But there was still more to come. The visible part of the universe comprises only about 5% of all matter. Another 25% consist of so-called "dark matter", whose existence physicists can detect only by its gravitational effect on the visible segments of matter. The remaining 70% of the mass-energy balance of the universe consists of the even more enigmatic "dark energy", which is referred to in explaining the accelerated dispersion of the galaxies (Bahcall 2015: 3175; Spergel 2015). We find that "the matter we are made of, known as baryonic matter, constitutes less than 5% of the total of matter in the universe. This implies another unexpected turn in the Copernican principle: Not only are we not the center of the universe, we are not even made of the kind of matter that is most abundant matter in the universe. (Gaumé 2008:  248)

And so, modern science reveals an enormous universe, in which man appears minute and insignificant. Humans are no longer seen as an essential and necessary element of the universe. The natural sciences testify not to man's grandeur but to his insignificance. The cause of man is entrusted to religion, philosophy and the human sciences, the status of which in the last 100-150 years has undergone a dramatic reduction even as the authority of the natural sciences has grown.  

This trend of marginalization of man, however, is not absolute. In the 20th century, a contrary tendency emerged in - moreover - one of the vanguard fields of natural science, i.e., quantum mechanics. Physics has once again come up against the necessary presence of the human being within the picture of the micro-world. 

 

2.                   The "wonders" of quantum mechanics

From the viewpoint of "common sense", the picture of the micro-world seems profoundly paradoxical. It would be hard to find anything more alien and contrary to the rationalized human experience (free of magical and animistic notions) and to the picture of the world drawn by classical science. "Quantum mechanics may be among the strangest and most abstruse subject matters in science. Its fundamental ideas are fussy, counterintuitive, and difficult to explain to the uninitiated." (Ornes 2018: 1667; see also: Arndt, Juffmann & Vedral 2009: 387) After conducting long discussions on quantum physics with Niels Bohr, Werner Heisenberg would often ask himself the question, "Can nature possibly be as absurd...?" Another eminent physicists, Richard Feynman, specifically uttered the famous phrase, "I think I can safely say that nobody understands quantum mechanics." And he advised his hearers to "just relax and enjoy." (The Long Road to Understand Quantum Physics, 2020) In one of the chapters (entitled "On the borderline between physics and philosophy") of his textbook, a teacher addressed an equally characteristic warning to his students : "Do not read this chapter, especially if you will be holding an examination on quantum mechanics. If you, nevertheless, decide to read it, the author refuses all responsibility for your mental health, and also for the grade you will receive. But if, contrary to this advice, you are interested in the interpretations of quantum mechanics, at least avoid discussing what you have read with the examiner during the examination on theoretical physics" (Ivanov 2012: 259).

Stated problem 1:
Revise the stretch of the excerpt on man's place in the universe from "This trend of" through "of the micro-world.", putting "sidelining" in place of "marginalization".

(Source data)
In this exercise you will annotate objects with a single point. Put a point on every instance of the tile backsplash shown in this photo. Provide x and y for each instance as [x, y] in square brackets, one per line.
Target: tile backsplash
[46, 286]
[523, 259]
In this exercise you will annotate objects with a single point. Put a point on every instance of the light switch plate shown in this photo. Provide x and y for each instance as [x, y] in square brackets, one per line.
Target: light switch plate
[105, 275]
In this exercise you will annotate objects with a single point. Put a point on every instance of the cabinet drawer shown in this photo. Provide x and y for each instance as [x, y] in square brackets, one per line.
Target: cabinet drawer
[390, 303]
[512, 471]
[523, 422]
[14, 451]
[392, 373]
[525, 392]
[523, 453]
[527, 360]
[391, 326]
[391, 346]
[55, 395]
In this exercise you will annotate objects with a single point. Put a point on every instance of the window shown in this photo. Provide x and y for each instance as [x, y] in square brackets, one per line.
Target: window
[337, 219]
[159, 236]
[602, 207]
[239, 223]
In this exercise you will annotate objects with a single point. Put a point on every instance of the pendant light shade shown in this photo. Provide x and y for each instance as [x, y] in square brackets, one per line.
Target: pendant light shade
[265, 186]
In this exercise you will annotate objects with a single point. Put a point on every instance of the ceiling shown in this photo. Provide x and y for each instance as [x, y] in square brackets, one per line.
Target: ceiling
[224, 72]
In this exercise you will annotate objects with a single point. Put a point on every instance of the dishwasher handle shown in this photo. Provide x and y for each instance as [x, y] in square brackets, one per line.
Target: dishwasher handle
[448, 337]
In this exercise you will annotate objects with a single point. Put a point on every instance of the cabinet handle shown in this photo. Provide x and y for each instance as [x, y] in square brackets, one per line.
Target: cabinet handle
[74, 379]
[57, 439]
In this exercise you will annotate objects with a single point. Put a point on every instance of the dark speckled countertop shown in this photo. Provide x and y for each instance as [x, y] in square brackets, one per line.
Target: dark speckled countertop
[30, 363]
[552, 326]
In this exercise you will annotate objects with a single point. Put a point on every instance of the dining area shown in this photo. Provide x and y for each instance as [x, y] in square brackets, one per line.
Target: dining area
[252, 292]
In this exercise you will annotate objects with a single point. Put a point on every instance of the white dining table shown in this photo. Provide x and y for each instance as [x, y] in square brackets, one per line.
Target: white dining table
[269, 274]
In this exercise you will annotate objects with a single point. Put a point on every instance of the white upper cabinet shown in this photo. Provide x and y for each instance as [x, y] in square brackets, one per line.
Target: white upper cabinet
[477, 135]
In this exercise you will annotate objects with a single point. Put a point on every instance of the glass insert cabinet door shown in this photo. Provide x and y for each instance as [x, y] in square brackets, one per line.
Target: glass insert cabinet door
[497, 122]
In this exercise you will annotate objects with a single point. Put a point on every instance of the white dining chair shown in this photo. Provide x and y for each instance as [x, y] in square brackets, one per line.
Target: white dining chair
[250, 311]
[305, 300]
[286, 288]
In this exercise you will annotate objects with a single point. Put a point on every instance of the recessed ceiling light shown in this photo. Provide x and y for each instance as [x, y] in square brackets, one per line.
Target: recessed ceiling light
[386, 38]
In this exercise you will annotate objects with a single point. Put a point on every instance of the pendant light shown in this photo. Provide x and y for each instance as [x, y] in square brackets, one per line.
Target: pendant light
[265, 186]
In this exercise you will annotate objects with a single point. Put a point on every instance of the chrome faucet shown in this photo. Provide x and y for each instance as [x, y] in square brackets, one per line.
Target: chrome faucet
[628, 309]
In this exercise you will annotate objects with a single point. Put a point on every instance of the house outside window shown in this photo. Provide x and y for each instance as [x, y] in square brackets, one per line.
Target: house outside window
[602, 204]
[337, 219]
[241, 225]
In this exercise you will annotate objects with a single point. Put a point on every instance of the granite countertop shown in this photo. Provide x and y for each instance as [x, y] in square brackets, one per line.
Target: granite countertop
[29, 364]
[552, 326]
* * *
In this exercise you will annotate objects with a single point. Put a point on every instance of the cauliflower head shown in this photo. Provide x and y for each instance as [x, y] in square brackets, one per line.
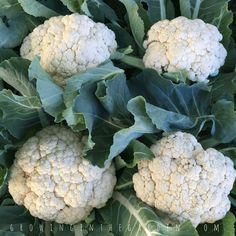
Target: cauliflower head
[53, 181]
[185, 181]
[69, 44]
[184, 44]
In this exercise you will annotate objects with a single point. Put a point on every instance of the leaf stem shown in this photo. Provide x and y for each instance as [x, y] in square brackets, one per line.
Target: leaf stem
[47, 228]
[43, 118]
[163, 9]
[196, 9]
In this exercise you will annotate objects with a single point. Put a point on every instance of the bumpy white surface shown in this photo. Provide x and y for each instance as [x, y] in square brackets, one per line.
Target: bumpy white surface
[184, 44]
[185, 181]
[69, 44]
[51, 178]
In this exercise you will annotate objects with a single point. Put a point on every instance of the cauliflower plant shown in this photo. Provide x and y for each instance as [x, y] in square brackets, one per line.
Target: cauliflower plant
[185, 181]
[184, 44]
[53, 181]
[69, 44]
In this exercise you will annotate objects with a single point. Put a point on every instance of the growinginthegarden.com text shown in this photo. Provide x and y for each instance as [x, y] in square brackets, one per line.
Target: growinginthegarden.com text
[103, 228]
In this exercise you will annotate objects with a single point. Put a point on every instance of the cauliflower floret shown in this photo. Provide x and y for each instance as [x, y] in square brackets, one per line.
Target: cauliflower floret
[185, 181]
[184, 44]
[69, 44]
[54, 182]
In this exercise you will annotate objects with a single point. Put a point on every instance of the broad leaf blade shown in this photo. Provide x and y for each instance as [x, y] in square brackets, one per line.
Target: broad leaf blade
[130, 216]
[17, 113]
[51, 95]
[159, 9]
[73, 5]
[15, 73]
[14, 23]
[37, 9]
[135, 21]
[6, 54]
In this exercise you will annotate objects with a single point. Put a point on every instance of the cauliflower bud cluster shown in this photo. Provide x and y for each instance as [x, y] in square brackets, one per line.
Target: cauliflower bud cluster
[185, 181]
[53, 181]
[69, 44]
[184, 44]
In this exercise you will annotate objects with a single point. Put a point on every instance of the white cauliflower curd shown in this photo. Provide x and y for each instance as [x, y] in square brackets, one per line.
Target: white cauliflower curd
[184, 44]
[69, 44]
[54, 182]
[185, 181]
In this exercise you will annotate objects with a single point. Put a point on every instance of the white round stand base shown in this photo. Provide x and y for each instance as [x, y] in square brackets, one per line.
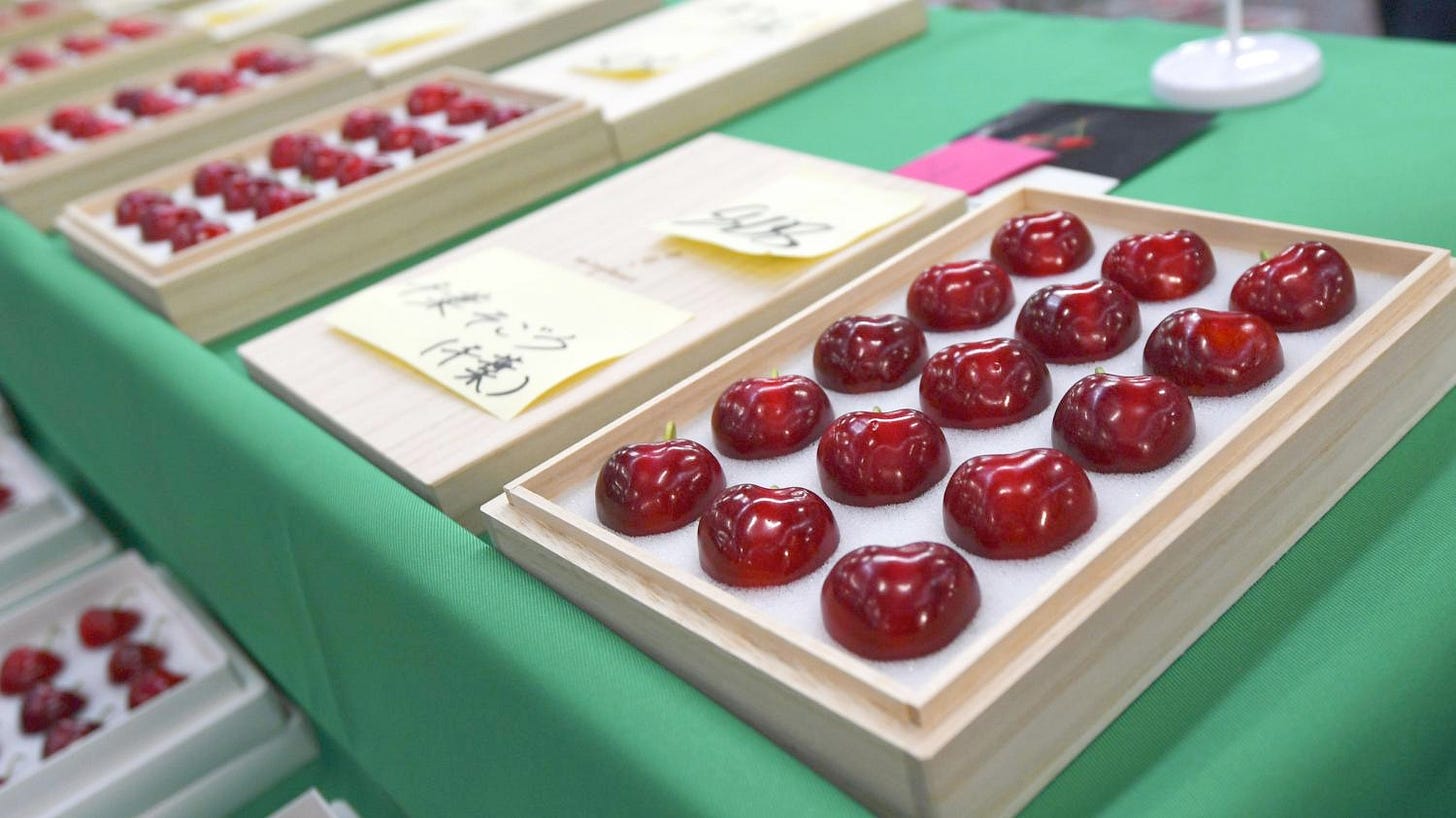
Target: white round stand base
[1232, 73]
--
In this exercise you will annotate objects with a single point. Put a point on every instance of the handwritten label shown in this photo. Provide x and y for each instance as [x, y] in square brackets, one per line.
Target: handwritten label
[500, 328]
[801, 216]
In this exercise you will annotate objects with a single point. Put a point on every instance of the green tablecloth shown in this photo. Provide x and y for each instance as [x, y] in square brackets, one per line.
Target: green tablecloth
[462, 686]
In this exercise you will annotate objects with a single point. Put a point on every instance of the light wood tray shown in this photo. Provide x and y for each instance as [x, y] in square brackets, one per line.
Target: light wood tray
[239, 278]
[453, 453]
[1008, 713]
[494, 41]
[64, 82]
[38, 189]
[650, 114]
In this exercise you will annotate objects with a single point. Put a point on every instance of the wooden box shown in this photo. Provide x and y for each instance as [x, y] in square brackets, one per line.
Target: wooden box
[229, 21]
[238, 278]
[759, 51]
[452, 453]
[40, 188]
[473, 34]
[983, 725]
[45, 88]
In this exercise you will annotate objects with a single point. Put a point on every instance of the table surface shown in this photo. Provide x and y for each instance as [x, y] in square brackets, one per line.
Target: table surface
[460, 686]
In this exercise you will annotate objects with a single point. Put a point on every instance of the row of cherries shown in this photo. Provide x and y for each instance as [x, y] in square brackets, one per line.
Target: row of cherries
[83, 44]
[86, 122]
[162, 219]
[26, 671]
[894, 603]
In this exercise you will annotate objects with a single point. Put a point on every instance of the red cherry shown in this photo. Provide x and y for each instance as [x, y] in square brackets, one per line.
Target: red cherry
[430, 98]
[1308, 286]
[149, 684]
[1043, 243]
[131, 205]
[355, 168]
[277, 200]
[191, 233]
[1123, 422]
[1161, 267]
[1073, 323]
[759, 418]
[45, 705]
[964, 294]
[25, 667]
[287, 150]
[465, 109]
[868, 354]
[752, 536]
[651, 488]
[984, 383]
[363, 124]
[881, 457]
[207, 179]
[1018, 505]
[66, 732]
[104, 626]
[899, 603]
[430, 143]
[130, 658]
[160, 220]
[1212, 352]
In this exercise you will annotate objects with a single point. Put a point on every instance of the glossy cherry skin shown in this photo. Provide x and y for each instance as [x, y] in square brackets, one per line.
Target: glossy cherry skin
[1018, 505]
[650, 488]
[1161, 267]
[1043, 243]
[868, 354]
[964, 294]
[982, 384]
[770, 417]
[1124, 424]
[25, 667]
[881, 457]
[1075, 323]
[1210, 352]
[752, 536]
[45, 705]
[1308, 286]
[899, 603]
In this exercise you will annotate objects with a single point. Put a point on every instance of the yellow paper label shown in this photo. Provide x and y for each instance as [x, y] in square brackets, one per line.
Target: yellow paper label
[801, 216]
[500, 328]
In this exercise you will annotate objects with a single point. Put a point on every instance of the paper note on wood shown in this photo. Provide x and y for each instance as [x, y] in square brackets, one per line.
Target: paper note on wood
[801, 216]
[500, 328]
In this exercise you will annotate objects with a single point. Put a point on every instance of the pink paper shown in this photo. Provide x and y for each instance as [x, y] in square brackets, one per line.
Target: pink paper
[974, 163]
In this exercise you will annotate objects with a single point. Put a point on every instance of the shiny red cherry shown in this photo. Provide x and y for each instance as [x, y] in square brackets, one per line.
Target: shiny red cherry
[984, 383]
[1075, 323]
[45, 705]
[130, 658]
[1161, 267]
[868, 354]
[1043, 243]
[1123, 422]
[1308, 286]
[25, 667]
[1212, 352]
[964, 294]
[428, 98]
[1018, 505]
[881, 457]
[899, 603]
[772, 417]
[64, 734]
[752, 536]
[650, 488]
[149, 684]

Stated problem 2:
Pull out every line of the records that contains the string "leaf". Case counts.

Complete response 1:
This trend of sidelining of man, however, is not absolute. In the 20th century, a contrary tendency emerged in - moreover - one of the vanguard fields of natural science, i.e., quantum mechanics. Physics has once again come up against the necessary presence of the human being within the picture of the micro-world.

Complete response 2:
In this exercise you will annotate objects with a single point. Put a point on every instance of the leaf stem shown in this photo. Provide x and y for each instance as [x, y] in square brackets, one per line.
Target: leaf stem
In this exercise you will annotate objects with a single point. Put a point on every instance of the broad leaf blade shown in this photo. Provide x and y for each instance as [x, y] in square brackets, one per line.
Target: broad leaf blade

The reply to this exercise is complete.